(Task) If a line of the data below contains the string "Would", copy it into your answer.

Saved entries:
--- START ---
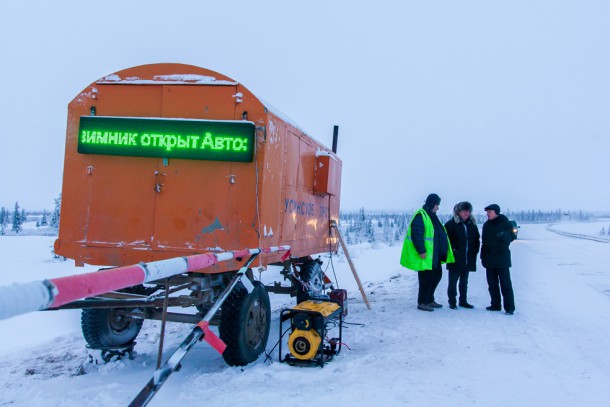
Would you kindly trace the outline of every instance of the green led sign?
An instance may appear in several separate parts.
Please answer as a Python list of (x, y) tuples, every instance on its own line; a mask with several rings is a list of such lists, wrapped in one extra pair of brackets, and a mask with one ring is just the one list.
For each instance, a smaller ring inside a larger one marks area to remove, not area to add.
[(251, 162), (254, 123), (82, 116), (82, 154)]

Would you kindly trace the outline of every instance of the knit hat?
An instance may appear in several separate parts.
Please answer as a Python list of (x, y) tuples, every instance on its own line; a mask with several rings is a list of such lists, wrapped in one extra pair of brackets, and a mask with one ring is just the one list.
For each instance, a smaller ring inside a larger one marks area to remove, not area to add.
[(428, 208), (434, 208), (434, 205), (440, 205), (441, 204), (441, 197), (436, 195), (436, 194), (430, 194), (428, 195), (428, 197), (426, 198), (426, 203), (425, 205)]
[(463, 202), (460, 202), (460, 203), (457, 205), (457, 211), (458, 211), (458, 212), (459, 212), (459, 211), (470, 211), (470, 212), (472, 212), (472, 205), (471, 205), (471, 203), (470, 203), (470, 202), (468, 202), (468, 201), (463, 201)]
[(491, 205), (487, 205), (485, 207), (486, 211), (494, 211), (496, 213), (496, 215), (500, 214), (500, 207), (497, 204), (491, 204)]

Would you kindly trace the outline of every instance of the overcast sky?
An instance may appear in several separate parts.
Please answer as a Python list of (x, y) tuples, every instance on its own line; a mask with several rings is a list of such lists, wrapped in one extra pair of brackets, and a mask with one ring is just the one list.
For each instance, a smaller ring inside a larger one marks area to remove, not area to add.
[(610, 2), (1, 1), (0, 205), (51, 209), (98, 78), (221, 72), (331, 145), (342, 208), (610, 210)]

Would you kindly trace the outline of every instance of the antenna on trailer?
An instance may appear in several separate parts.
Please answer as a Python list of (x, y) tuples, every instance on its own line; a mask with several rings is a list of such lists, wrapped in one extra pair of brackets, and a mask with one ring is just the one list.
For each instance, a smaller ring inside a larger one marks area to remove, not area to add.
[(333, 153), (337, 154), (337, 140), (339, 139), (339, 126), (333, 128)]

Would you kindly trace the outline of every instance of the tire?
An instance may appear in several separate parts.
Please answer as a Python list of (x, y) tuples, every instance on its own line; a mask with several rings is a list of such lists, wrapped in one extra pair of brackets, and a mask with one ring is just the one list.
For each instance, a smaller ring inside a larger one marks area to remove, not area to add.
[(238, 285), (222, 305), (220, 339), (227, 345), (222, 357), (229, 366), (254, 362), (267, 347), (271, 322), (269, 294), (259, 281), (254, 291)]
[(303, 263), (299, 274), (301, 281), (309, 284), (309, 289), (298, 284), (297, 304), (324, 293), (324, 273), (320, 262), (309, 260)]
[(93, 349), (128, 346), (142, 329), (142, 319), (122, 315), (125, 308), (91, 308), (81, 313), (83, 336)]

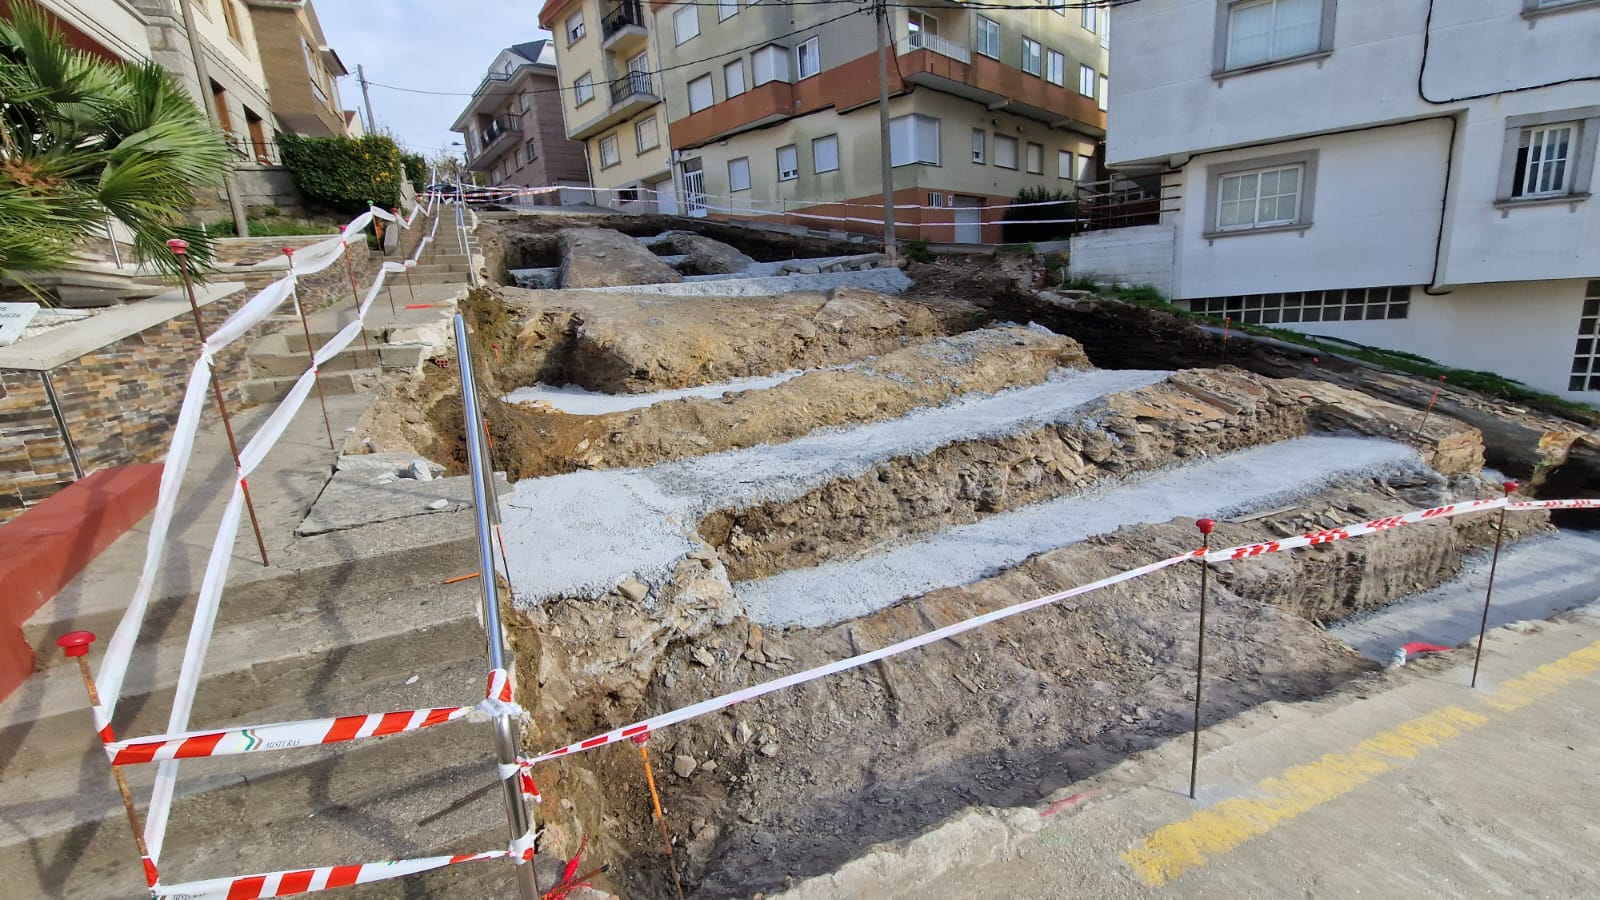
--- END ---
(Response to the task)
Would you kindly trace the outline of every instance of the green led sign?
Would you kindly trace the outline of every instance of the knit hat?
Would you kindly trace the outline of every instance of the overcast sky?
Would you kindly trace the outline of every instance of the antenna on trailer?
Would you kindly trace the outline of every instance of the tire?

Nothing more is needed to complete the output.